### [課題]
以下の記録をすべて、「番号」と「記録の行」の2列からなるMarkdownの表に書き換えてください。各行に通し番号を振り、空行は除いてください。

### [データセットに並ぶ項目]
___

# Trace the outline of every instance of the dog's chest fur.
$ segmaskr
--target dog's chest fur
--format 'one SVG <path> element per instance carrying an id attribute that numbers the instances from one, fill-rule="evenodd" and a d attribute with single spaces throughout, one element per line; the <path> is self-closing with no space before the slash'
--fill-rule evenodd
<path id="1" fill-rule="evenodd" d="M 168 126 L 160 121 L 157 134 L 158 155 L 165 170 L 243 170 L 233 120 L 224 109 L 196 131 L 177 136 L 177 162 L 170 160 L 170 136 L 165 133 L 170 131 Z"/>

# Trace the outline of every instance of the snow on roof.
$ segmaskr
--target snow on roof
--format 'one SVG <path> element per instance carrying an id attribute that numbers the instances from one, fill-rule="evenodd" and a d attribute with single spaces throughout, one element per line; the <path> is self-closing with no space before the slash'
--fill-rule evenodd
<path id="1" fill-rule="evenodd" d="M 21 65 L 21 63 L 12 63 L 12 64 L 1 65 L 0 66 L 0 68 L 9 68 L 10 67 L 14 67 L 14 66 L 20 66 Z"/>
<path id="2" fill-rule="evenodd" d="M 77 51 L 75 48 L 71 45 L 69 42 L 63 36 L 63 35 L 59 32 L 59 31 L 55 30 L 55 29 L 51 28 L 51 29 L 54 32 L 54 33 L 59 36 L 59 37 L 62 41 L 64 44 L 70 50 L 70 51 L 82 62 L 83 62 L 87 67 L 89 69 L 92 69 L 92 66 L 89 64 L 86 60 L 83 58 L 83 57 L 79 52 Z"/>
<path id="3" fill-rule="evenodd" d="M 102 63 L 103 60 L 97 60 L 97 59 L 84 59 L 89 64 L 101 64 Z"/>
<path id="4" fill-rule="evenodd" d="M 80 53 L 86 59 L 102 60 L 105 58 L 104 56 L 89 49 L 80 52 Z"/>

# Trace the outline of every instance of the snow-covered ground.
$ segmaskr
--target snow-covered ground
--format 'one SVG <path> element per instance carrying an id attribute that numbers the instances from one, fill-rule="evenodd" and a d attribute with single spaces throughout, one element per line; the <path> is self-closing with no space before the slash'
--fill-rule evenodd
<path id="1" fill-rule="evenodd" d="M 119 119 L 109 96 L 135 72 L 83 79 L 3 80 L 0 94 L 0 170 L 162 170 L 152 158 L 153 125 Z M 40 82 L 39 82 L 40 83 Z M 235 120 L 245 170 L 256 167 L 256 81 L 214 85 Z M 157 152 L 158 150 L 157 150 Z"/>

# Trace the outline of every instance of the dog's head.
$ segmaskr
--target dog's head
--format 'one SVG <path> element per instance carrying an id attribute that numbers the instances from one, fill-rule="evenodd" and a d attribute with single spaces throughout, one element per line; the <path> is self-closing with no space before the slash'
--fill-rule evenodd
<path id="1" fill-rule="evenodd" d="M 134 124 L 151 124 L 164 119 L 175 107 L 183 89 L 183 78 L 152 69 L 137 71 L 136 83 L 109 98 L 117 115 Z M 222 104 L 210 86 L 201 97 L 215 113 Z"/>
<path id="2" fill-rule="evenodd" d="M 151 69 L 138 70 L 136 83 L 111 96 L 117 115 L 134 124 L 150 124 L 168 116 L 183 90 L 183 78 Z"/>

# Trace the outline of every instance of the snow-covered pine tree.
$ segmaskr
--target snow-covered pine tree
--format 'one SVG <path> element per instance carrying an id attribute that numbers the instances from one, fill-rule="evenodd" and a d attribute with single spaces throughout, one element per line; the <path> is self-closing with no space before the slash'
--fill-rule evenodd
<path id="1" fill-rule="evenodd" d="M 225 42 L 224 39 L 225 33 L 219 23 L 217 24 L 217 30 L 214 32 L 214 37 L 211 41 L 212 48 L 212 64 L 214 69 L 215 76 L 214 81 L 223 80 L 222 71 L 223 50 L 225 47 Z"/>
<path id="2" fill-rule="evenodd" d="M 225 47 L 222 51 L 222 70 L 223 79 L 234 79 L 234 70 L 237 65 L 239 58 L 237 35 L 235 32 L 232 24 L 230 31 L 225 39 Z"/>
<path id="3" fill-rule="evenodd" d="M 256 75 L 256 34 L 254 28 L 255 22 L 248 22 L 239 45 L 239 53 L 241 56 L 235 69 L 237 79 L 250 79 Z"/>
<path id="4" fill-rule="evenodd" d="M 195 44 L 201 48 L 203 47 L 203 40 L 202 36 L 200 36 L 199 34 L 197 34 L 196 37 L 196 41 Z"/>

___

### [解答例]
| 番号 | 記録の行 |
|---|---|
| 1 | # Trace the outline of every instance of the dog's chest fur. |
| 2 | $ segmaskr |
| 3 | --target dog's chest fur |
| 4 | --format 'one SVG <path> element per instance carrying an id attribute that numbers the instances from one, fill-rule="evenodd" and a d attribute with single spaces throughout, one element per line; the <path> is self-closing with no space before the slash' |
| 5 | --fill-rule evenodd |
| 6 | <path id="1" fill-rule="evenodd" d="M 168 126 L 160 121 L 157 134 L 158 155 L 165 170 L 243 170 L 233 120 L 224 109 L 196 131 L 177 136 L 177 162 L 170 160 L 170 136 L 165 133 L 170 131 Z"/> |
| 7 | # Trace the outline of every instance of the snow on roof. |
| 8 | $ segmaskr |
| 9 | --target snow on roof |
| 10 | --format 'one SVG <path> element per instance carrying an id attribute that numbers the instances from one, fill-rule="evenodd" and a d attribute with single spaces throughout, one element per line; the <path> is self-closing with no space before the slash' |
| 11 | --fill-rule evenodd |
| 12 | <path id="1" fill-rule="evenodd" d="M 21 65 L 21 63 L 12 63 L 12 64 L 1 65 L 0 66 L 0 68 L 9 68 L 10 67 L 14 67 L 14 66 L 20 66 Z"/> |
| 13 | <path id="2" fill-rule="evenodd" d="M 77 51 L 75 48 L 71 45 L 69 42 L 63 36 L 63 35 L 59 32 L 59 31 L 55 30 L 55 29 L 51 28 L 51 29 L 54 32 L 54 33 L 59 36 L 59 37 L 62 41 L 64 44 L 70 50 L 70 51 L 82 62 L 83 62 L 87 67 L 89 69 L 92 69 L 92 66 L 89 64 L 86 60 L 83 58 L 83 57 L 79 52 Z"/> |
| 14 | <path id="3" fill-rule="evenodd" d="M 102 63 L 103 60 L 97 60 L 97 59 L 84 59 L 89 64 L 101 64 Z"/> |
| 15 | <path id="4" fill-rule="evenodd" d="M 80 53 L 86 59 L 102 60 L 105 58 L 104 56 L 89 49 L 80 52 Z"/> |
| 16 | # Trace the outline of every instance of the snow-covered ground. |
| 17 | $ segmaskr |
| 18 | --target snow-covered ground |
| 19 | --format 'one SVG <path> element per instance carrying an id attribute that numbers the instances from one, fill-rule="evenodd" and a d attribute with single spaces throughout, one element per line; the <path> is self-closing with no space before the slash' |
| 20 | --fill-rule evenodd |
| 21 | <path id="1" fill-rule="evenodd" d="M 119 119 L 109 96 L 135 72 L 83 79 L 3 80 L 0 94 L 0 170 L 162 170 L 152 158 L 153 125 Z M 40 82 L 39 82 L 40 83 Z M 235 120 L 245 170 L 256 167 L 256 81 L 214 85 Z M 157 152 L 158 150 L 157 150 Z"/> |
| 22 | # Trace the outline of every instance of the dog's head. |
| 23 | $ segmaskr |
| 24 | --target dog's head |
| 25 | --format 'one SVG <path> element per instance carrying an id attribute that numbers the instances from one, fill-rule="evenodd" and a d attribute with single spaces throughout, one element per line; the <path> is self-closing with no space before the slash' |
| 26 | --fill-rule evenodd |
| 27 | <path id="1" fill-rule="evenodd" d="M 134 124 L 151 124 L 164 119 L 175 107 L 183 89 L 183 78 L 152 69 L 137 71 L 136 83 L 109 98 L 117 115 Z M 222 104 L 210 86 L 201 97 L 215 113 Z"/> |
| 28 | <path id="2" fill-rule="evenodd" d="M 151 69 L 138 70 L 136 83 L 111 96 L 117 115 L 134 124 L 150 124 L 168 116 L 183 90 L 183 78 Z"/> |
| 29 | # Trace the outline of every instance of the snow-covered pine tree. |
| 30 | $ segmaskr |
| 31 | --target snow-covered pine tree |
| 32 | --format 'one SVG <path> element per instance carrying an id attribute that numbers the instances from one, fill-rule="evenodd" and a d attribute with single spaces throughout, one element per line; the <path> is self-closing with no space before the slash' |
| 33 | --fill-rule evenodd |
| 34 | <path id="1" fill-rule="evenodd" d="M 225 42 L 224 39 L 225 33 L 219 23 L 217 24 L 217 30 L 214 32 L 214 37 L 211 41 L 212 48 L 212 64 L 214 69 L 215 76 L 214 81 L 223 80 L 222 71 L 223 50 L 225 47 Z"/> |
| 35 | <path id="2" fill-rule="evenodd" d="M 225 47 L 222 51 L 222 70 L 223 79 L 234 79 L 234 70 L 237 65 L 239 58 L 237 35 L 235 32 L 232 24 L 230 31 L 225 39 Z"/> |
| 36 | <path id="3" fill-rule="evenodd" d="M 256 75 L 256 34 L 254 28 L 255 22 L 248 22 L 239 45 L 239 53 L 241 56 L 235 69 L 237 79 L 250 79 Z"/> |
| 37 | <path id="4" fill-rule="evenodd" d="M 195 44 L 201 48 L 203 47 L 203 40 L 202 36 L 200 36 L 199 34 L 197 34 L 196 37 L 196 41 Z"/> |